**Given information:**

┄┄┄┄┄┄┄┄┄┄┄┄┄┄┄┄┄┄┄┄

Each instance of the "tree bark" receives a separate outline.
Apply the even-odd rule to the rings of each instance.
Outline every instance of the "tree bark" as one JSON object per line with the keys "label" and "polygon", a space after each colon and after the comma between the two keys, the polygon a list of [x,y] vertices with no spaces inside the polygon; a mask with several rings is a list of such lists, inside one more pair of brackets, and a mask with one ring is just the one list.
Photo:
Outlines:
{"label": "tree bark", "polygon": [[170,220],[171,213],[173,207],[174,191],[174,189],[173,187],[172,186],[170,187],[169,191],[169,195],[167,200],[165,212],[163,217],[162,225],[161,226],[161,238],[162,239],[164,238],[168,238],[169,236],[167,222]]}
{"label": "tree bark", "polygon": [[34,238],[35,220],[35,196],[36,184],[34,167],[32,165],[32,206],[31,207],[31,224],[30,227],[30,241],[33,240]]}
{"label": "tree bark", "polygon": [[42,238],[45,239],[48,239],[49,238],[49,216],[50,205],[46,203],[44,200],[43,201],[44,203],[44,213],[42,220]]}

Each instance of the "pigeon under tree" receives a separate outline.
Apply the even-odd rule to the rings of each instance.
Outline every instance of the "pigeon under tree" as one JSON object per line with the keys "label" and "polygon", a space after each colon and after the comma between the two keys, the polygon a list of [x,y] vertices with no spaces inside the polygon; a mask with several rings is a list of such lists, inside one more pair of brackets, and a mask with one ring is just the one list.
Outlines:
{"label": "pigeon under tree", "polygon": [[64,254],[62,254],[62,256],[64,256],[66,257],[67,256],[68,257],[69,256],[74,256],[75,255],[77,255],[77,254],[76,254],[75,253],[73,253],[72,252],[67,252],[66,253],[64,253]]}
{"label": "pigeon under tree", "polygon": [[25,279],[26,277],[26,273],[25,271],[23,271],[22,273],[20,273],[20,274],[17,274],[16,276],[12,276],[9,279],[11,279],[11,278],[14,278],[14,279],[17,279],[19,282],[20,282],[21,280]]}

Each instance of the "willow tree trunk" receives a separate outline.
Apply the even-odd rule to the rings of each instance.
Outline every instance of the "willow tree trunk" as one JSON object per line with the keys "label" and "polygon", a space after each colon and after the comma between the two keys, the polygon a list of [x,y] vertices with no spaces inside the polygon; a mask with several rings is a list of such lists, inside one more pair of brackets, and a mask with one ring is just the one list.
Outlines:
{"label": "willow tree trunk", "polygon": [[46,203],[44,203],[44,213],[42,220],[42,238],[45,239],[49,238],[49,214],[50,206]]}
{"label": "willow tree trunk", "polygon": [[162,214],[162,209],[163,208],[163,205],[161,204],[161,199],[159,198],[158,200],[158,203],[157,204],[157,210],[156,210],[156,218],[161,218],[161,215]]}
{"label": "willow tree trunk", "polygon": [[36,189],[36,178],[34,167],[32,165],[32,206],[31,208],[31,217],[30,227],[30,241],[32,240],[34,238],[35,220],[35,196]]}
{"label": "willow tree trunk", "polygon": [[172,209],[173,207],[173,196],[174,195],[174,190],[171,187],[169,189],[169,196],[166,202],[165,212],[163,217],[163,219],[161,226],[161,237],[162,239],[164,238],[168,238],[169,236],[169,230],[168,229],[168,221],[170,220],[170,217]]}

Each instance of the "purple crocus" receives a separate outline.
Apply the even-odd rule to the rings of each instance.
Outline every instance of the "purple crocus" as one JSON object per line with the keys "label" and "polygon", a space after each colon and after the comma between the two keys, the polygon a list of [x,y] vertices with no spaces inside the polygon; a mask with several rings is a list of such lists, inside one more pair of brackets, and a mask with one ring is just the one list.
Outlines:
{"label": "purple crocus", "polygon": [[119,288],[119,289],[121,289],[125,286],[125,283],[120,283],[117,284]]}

┄┄┄┄┄┄┄┄┄┄┄┄┄┄┄┄┄┄┄┄

**Exercise:** List every line of the listing above that contains the word "separate", copying each line in full.

**Solution to this task:**
Each instance of the "tree bark" receives a separate outline.
Each instance of the "pigeon under tree" receives a separate outline.
Each instance of the "willow tree trunk" receives a separate outline.
Each instance of the "purple crocus" receives a separate outline.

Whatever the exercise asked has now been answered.